▶ [Exercise]
Copy each of the entries below word for word, omitting the pictures.

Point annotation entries
════════
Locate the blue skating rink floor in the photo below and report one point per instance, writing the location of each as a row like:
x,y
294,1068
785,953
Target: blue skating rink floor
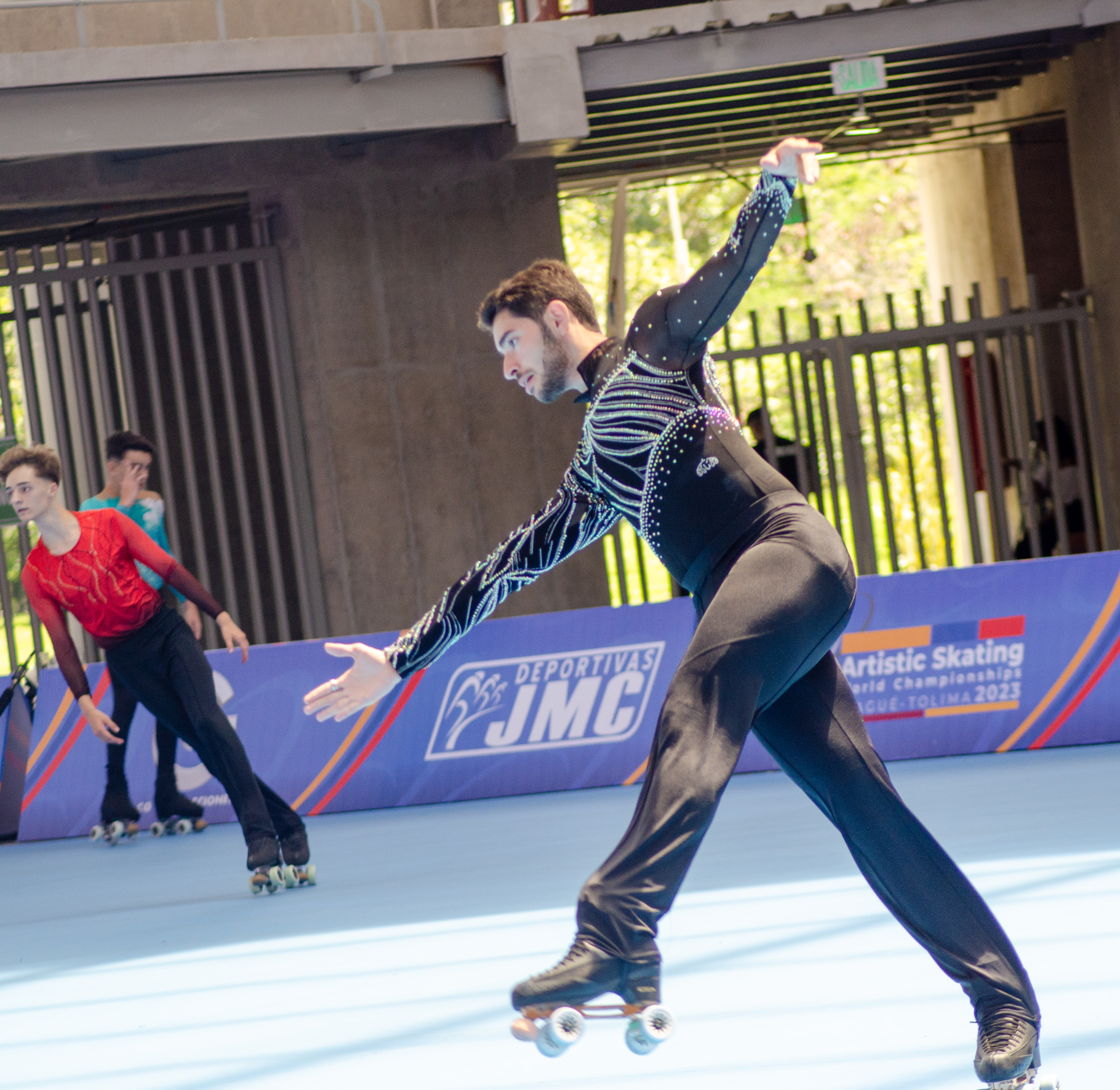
════════
▶ [The completed task]
Locate the blue skating rink floor in the photo below and report one point per instance, writing the location of each as a row like:
x,y
294,1068
785,953
Target: blue skating rink floor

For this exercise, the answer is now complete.